[Records held in a dataset]
• • • •

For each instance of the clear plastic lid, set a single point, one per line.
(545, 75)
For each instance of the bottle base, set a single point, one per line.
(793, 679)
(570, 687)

• • • •

▶ _WRITTEN EXERCISE_:
Reproduce all of the records above verbatim, line by line, without any alteration.

▶ _OUTPUT OF THE TASK_:
For each instance of the clear plastic lid, set a single point, one per line.
(545, 75)
For each instance of the bottle base, set a single point, one per line.
(793, 679)
(570, 687)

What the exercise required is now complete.